### Task statement
Skip every line before the one containing "outline <item>window</item>", then copy that line and the rest of the entries below exactly, through the last line.

### Information given
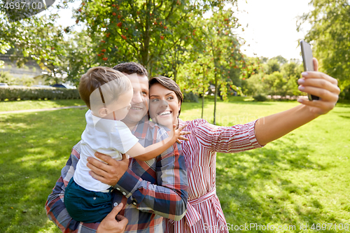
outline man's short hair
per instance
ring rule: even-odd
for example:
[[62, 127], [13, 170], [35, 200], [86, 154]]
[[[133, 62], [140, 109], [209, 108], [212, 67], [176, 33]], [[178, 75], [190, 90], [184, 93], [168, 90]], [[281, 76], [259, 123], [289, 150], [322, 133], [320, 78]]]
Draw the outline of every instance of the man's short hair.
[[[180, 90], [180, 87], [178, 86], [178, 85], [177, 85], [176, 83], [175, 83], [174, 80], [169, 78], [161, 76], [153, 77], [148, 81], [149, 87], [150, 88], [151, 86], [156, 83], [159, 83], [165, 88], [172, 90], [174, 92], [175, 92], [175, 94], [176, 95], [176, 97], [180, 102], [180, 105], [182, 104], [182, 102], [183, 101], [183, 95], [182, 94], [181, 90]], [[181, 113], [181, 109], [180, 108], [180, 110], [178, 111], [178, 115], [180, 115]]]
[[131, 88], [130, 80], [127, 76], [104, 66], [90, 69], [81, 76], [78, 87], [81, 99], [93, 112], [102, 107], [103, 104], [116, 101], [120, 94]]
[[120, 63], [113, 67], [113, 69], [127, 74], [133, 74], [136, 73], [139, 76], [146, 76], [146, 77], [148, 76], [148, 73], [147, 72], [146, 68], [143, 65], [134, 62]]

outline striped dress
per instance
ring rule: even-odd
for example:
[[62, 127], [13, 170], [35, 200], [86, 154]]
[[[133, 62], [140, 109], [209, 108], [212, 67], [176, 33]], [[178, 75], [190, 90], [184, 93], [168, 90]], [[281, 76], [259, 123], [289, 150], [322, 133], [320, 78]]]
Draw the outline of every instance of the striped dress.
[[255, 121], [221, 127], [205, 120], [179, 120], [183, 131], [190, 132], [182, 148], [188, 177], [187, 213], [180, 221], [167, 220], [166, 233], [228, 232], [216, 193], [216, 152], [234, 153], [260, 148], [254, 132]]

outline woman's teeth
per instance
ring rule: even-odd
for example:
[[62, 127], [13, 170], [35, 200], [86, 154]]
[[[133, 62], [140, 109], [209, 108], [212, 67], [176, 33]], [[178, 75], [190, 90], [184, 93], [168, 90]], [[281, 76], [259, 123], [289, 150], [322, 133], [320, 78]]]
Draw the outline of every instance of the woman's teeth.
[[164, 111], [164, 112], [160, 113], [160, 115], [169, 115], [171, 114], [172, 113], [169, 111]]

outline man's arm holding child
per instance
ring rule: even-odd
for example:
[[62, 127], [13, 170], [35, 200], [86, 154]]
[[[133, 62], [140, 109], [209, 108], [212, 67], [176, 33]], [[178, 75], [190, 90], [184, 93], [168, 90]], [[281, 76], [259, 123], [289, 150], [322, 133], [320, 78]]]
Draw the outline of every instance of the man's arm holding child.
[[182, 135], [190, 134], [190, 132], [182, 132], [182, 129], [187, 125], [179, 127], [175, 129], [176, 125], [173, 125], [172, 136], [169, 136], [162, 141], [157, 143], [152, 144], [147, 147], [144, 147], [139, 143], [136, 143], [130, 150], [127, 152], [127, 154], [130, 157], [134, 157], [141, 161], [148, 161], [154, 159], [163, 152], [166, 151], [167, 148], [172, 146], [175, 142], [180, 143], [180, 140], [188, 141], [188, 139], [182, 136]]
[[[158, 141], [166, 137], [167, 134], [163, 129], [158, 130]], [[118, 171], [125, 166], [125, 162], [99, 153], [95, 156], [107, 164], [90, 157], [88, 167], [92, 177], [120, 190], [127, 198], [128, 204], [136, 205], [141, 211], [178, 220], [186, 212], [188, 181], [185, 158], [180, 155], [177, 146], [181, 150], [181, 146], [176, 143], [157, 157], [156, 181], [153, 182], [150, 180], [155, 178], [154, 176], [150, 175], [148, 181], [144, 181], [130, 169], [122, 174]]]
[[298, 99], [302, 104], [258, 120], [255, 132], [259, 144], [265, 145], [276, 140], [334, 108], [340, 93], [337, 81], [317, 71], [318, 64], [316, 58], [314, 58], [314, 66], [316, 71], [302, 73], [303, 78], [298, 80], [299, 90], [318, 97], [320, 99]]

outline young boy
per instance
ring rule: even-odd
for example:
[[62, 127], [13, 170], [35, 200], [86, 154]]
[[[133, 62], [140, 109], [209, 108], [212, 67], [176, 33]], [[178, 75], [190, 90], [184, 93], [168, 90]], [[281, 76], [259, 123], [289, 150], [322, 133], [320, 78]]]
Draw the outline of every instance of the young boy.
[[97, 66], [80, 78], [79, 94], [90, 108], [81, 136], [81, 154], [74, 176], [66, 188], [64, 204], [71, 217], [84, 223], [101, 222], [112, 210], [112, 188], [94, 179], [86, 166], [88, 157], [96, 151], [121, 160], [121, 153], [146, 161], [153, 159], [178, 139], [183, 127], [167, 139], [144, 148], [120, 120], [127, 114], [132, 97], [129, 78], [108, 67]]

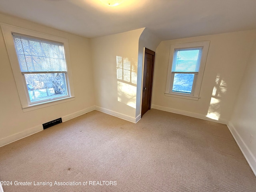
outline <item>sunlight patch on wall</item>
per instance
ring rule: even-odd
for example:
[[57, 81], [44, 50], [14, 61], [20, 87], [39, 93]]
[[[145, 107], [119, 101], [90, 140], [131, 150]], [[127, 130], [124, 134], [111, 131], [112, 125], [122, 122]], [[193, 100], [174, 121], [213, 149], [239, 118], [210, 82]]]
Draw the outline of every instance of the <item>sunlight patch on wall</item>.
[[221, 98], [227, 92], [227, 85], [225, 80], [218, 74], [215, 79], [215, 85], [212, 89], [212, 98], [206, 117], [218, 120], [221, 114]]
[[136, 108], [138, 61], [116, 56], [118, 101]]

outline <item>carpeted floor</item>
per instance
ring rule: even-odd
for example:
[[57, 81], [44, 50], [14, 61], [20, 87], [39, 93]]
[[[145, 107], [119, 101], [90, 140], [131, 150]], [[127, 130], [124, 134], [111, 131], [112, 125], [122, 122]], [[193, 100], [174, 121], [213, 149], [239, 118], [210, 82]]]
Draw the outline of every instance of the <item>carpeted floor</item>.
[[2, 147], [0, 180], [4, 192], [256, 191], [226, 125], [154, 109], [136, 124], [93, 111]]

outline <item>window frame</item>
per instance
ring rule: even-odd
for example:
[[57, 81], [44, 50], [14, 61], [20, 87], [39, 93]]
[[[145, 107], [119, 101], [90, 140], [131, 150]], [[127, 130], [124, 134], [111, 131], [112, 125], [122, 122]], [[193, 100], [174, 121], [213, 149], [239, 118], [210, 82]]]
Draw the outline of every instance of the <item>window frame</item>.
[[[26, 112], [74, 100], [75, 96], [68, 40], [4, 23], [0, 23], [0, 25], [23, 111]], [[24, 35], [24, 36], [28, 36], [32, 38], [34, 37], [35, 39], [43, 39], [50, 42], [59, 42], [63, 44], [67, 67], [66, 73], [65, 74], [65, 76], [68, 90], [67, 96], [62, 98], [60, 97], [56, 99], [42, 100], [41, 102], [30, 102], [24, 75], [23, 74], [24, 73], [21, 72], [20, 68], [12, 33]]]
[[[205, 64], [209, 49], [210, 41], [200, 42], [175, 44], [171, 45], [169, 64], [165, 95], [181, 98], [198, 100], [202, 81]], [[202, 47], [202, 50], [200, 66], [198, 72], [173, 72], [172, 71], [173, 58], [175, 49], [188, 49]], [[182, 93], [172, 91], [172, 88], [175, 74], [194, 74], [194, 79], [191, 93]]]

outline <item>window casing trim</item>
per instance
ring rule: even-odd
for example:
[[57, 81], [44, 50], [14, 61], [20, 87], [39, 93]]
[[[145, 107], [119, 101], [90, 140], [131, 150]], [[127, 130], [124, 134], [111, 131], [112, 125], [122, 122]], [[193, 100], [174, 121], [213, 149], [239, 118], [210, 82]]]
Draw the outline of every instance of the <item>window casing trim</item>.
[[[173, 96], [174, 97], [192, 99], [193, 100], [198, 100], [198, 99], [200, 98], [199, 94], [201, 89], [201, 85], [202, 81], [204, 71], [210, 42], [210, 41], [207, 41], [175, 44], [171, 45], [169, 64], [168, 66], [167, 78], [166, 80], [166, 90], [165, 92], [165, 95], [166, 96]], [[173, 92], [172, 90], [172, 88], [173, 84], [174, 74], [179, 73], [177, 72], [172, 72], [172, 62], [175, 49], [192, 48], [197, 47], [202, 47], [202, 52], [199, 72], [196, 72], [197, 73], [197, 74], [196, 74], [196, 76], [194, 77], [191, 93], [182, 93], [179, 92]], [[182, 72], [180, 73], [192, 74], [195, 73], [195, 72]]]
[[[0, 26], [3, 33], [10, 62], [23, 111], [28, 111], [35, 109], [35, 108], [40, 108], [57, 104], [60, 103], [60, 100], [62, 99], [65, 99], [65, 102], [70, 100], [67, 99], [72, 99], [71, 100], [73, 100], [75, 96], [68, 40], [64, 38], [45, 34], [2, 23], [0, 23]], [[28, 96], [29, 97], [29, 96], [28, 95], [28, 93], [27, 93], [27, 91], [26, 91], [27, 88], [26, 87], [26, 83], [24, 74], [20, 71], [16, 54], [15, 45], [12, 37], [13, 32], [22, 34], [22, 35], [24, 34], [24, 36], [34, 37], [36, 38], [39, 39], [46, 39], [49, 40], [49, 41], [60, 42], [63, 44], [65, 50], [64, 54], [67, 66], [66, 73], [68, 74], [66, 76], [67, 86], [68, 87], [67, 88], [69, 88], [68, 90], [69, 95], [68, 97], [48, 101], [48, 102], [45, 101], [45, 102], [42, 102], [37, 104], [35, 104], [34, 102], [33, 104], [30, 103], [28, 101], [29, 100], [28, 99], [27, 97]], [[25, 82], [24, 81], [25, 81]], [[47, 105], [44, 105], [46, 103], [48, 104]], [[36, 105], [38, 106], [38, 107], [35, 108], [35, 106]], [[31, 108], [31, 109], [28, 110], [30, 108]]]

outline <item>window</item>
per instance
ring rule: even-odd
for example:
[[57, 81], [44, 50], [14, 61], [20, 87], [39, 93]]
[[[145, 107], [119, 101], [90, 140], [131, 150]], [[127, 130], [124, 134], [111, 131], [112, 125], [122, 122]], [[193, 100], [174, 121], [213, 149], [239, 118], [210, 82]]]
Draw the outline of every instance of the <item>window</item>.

### Final result
outline <item>window</item>
per instance
ring rule: even-odd
for example:
[[57, 81], [44, 50], [14, 61], [20, 87], [39, 93]]
[[[145, 107], [119, 101], [90, 140], [131, 150]], [[127, 130], [124, 134], [111, 131], [112, 125], [122, 122]], [[193, 100], [174, 121], [213, 149], [239, 118], [210, 82]]]
Draw the outline of every instance of the <item>window</item>.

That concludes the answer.